*** Opening of EXCERPT TO READ ***
“Alone we can do so little; together we can do so much” – Helen Keller.
A new paper put out by Nature Communications made the above quote pop into my head. The paper, “Accelerating the search for the missing proteins in the human proteome,” discusses a new database that can hopefully aid in the efforts to find all of the “missing proteins” in Homo sapiens, MissingProteinPedia.
The goal of MissingProteinPedia is to help speed up the process of classifying proteins as “real” proteins. The Human Proteome Project (HPP) is a major database that classifies human proteins. It uses a ranking system of PE1-PE5, where PE1 are those proteins that have been confirmed through mass spec, solved X-ray structures, antibody verification and/or sequencing via Edman degradation. The PE2-PE4 groups are proteins that have evidence for existence at the transcript level, are inferred to exist based on homology, or just flat out inferred to exist.
Now, although the HPP is great at ensuring protein data is very quantitative and high-stringency, those two factors can be a hindrance at times to categorizing proteins as PE1 proteins. For example, the authors bring multiple proteins with REPRODUCIBLE evidence of their impact on humans (such as prestin and interleukin-9), but are relegated to PE2-PE4 status. As there are no data “confirming” the existence of the protein that are in line with HPP requirements, the proteins will not be elevated to PE1 status. This is where MissingProteinPedia comes in.
*** Close of EXCERPT TO READ ***
*** Opening of INFORMATION SHOWN ***
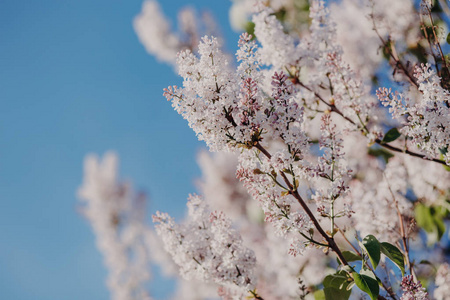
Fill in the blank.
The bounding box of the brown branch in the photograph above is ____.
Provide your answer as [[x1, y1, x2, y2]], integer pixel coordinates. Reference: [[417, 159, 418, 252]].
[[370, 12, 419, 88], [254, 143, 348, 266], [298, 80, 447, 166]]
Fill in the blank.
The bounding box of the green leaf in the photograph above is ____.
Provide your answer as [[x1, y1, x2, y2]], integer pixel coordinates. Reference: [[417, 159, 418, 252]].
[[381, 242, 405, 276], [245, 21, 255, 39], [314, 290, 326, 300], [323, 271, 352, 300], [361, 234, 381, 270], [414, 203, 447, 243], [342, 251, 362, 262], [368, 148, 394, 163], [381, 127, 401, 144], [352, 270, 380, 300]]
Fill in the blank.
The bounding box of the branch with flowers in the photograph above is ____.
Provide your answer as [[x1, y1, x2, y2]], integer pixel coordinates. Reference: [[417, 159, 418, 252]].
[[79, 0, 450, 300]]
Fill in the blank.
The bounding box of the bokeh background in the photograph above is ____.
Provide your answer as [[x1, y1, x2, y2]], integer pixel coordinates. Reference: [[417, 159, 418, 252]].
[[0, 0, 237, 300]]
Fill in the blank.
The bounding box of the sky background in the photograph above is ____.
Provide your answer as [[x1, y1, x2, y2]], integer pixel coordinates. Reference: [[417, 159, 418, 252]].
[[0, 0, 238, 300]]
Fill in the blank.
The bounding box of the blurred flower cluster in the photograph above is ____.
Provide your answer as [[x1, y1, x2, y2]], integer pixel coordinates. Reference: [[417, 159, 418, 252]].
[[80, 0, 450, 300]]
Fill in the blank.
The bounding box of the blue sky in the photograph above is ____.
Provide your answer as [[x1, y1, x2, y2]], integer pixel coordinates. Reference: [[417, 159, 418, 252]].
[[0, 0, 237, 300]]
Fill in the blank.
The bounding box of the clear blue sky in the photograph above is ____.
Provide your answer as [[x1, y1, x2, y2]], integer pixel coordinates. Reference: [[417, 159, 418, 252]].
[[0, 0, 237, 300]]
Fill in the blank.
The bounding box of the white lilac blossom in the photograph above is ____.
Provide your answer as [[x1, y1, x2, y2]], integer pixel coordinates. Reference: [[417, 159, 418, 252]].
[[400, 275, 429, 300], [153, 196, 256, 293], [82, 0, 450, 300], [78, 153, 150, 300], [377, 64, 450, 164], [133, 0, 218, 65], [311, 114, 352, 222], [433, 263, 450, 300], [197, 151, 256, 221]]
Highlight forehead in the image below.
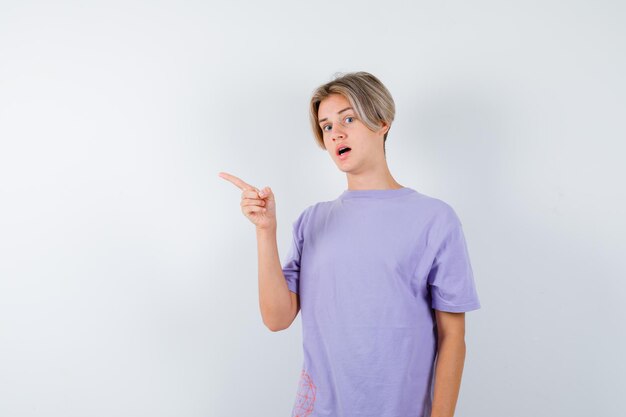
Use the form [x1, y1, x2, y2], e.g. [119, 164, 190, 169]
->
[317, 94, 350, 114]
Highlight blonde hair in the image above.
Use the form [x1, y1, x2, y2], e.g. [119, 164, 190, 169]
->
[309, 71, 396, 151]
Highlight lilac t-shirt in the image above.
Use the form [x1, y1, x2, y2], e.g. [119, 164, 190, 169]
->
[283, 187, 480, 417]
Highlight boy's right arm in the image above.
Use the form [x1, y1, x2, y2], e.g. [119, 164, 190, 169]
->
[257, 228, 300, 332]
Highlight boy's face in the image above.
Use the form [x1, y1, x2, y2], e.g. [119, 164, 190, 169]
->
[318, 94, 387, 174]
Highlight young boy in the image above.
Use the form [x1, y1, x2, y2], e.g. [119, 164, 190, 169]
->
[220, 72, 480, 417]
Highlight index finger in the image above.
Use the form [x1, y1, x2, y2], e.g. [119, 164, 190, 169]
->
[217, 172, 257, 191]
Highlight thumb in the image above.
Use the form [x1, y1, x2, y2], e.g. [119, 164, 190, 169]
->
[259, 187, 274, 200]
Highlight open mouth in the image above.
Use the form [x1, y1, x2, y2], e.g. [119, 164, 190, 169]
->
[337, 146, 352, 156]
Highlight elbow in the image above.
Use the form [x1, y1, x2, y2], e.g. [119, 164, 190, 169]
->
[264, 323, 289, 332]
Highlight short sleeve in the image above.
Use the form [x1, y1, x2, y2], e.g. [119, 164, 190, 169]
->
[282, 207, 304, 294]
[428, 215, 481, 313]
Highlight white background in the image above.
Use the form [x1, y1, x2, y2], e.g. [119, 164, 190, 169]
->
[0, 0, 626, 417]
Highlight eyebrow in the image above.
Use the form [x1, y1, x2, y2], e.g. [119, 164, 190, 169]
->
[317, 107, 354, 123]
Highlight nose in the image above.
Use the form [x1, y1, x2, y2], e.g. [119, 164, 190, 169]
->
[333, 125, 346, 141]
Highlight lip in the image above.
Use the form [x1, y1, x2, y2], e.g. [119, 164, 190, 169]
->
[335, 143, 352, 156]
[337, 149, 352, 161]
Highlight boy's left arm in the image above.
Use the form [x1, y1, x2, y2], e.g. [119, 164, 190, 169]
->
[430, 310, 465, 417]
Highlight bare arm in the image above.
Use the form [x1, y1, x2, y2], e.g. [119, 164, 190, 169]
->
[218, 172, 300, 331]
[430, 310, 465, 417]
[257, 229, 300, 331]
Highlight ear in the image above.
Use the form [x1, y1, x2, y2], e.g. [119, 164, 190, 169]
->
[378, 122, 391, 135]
*** Close of INFORMATION SHOWN ***
• **AIM OF THE TASK**: Pick up the post on the search for missing human proteins after its last sentence and keep writing it.

• **ANSWER TO THIS EXERCISE**:
The goal of MissingProteinPedia is two-fold. First, it should be a database where anyone can both deposit and access information. Second, the hope is that this collaborative data can be used as a platform to help researchers generate the data required by the HPP to elevate these proteins to PE1 status.
NOW, are there certain things to be wary of? Of course. The authors of the paper openly admit that there is no check on the quality of the data in the database, and the data can come from a wide variety of sources, including unpublished work. Call – Out to REPLICATE and VALIDATE.
Currently, there are just under 1500 proteins in the MissingProteinPedia database. The website itself is easy to use and has some great information. You can narrow your search to a specific gene, or you can also search by chromosome. Clicking on a protein gets you a short description of the protein, as well as all relevant data, including homology, known domains, and references.
Additionally, there are some great characteristics of the database that make it more user-friendly:
The data provided for proteins includes BLAST results for sequence similarity and functional annotation. This is unique amongst databases.
MissingProteinPedia pulls in mass spectra from two of the best mass spec databases, PRIDE and GPM.
The database in schema-less, making it more flexible. Without any rigid requirements for formatting or structuring of data, it is much more open and inclusive of different data.
It incorporates text-mining. This allows researchers to retrieve more information, as the database sifts through text to identify other possibly related and/or relevant information.
Although the quantity and quality of data varies between proteins, there is plenty of information to give a researcher a head start on characterizing these proteins. And isn’t that what we do as scientists? We constantly build off each other and look to take everything one step further. You never know who your limited data will help or what big discovery someone’s piece of information sparks you to make.